§ Task: The answer must restate every record word for word.

§ Supplied records:
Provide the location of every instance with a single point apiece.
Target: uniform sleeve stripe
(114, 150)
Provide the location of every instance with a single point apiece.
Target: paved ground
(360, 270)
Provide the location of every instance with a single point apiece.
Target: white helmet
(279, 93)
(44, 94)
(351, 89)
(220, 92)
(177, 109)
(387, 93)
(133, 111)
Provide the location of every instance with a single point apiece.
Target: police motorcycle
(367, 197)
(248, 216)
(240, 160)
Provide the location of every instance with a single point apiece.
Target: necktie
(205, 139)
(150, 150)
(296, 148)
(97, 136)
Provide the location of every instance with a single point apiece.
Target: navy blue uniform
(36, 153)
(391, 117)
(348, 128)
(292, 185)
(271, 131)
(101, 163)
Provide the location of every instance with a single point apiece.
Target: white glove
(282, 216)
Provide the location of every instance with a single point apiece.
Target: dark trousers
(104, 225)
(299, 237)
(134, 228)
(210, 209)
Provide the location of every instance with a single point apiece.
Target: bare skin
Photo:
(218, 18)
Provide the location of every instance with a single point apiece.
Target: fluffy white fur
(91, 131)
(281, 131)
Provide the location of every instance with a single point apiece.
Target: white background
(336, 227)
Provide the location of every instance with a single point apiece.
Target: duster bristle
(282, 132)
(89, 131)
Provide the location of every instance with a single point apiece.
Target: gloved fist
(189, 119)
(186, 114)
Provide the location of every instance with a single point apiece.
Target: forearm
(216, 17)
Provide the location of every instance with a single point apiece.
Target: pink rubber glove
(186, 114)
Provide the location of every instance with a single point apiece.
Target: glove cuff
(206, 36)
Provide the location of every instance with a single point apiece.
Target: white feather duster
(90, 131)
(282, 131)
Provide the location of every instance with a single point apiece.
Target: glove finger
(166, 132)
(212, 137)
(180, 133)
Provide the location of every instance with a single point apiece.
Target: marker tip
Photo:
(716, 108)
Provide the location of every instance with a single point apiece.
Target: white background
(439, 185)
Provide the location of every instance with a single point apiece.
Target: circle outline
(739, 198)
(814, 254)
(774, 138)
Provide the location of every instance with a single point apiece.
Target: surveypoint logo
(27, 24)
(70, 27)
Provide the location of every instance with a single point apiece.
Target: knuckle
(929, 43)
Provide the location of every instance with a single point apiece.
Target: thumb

§ Result of this task:
Provide the location of every instance with a single point apiece.
Target: uniform sleeve stripe
(114, 150)
Provide the location of every instance with a single point apiece.
Target: paved ground
(360, 270)
Provide the location of every instance with a single point apiece.
Target: white helmet
(279, 93)
(44, 94)
(351, 89)
(220, 92)
(177, 109)
(387, 93)
(133, 111)
Provide the location of every instance with a single point apiece.
Target: police motorcycle
(367, 197)
(248, 216)
(240, 160)
Provide the location of every instance with a single point apiece.
Target: necktie
(205, 139)
(150, 150)
(296, 148)
(97, 136)
Provide the location of every instance with a single point apiece.
Target: navy blue uniform
(36, 153)
(391, 117)
(348, 128)
(292, 185)
(271, 131)
(101, 163)
Provide the location of every instance with a single point apiece.
Target: white glove
(282, 216)
Provide the location of every instance with a single point apiece.
Target: dark trousers
(104, 225)
(299, 237)
(134, 228)
(210, 209)
Provide the location of every instance with a single point apiece.
Target: bare skin
Photo:
(218, 18)
Provide the location of every instance with a single point apiece.
Target: fluffy white fur
(91, 131)
(281, 131)
Provide the location of every instance with a single point apiece.
Target: white background
(336, 227)
Provide the location of every instance with a single point apiece.
Target: duster bristle
(282, 132)
(89, 131)
Provide the location of every instance with a single point apiece.
Target: gloved fist
(189, 119)
(186, 114)
Provide the location of every instance with a single point apiece.
Target: forearm
(216, 17)
Provide the location of every instance with a single point apiece.
Target: pink rubber glove
(186, 114)
Provide the location of every instance with a single point apiece.
Target: glove cuff
(206, 36)
Provide the location of every instance with a single point apiece.
Target: white feather duster
(90, 131)
(282, 131)
Provide the location of every instance with a single point apiece.
Target: glove finger
(166, 132)
(212, 137)
(180, 133)
Provide the location of every instance with a single point apiece.
Target: marker tip
Photo:
(716, 108)
Provide the location of every instance with a single point apiece.
Target: white background
(439, 185)
Provide the location of every instance with a single point apiece.
Target: circle outline
(739, 198)
(814, 254)
(774, 138)
Provide the location of every instance with a single point apiece.
Target: surveypoint logo
(27, 24)
(70, 27)
Provide the location of every instance with a single point apiece.
Target: knuckle
(929, 43)
Provide the location of every instance with a single point apiece.
Target: thumb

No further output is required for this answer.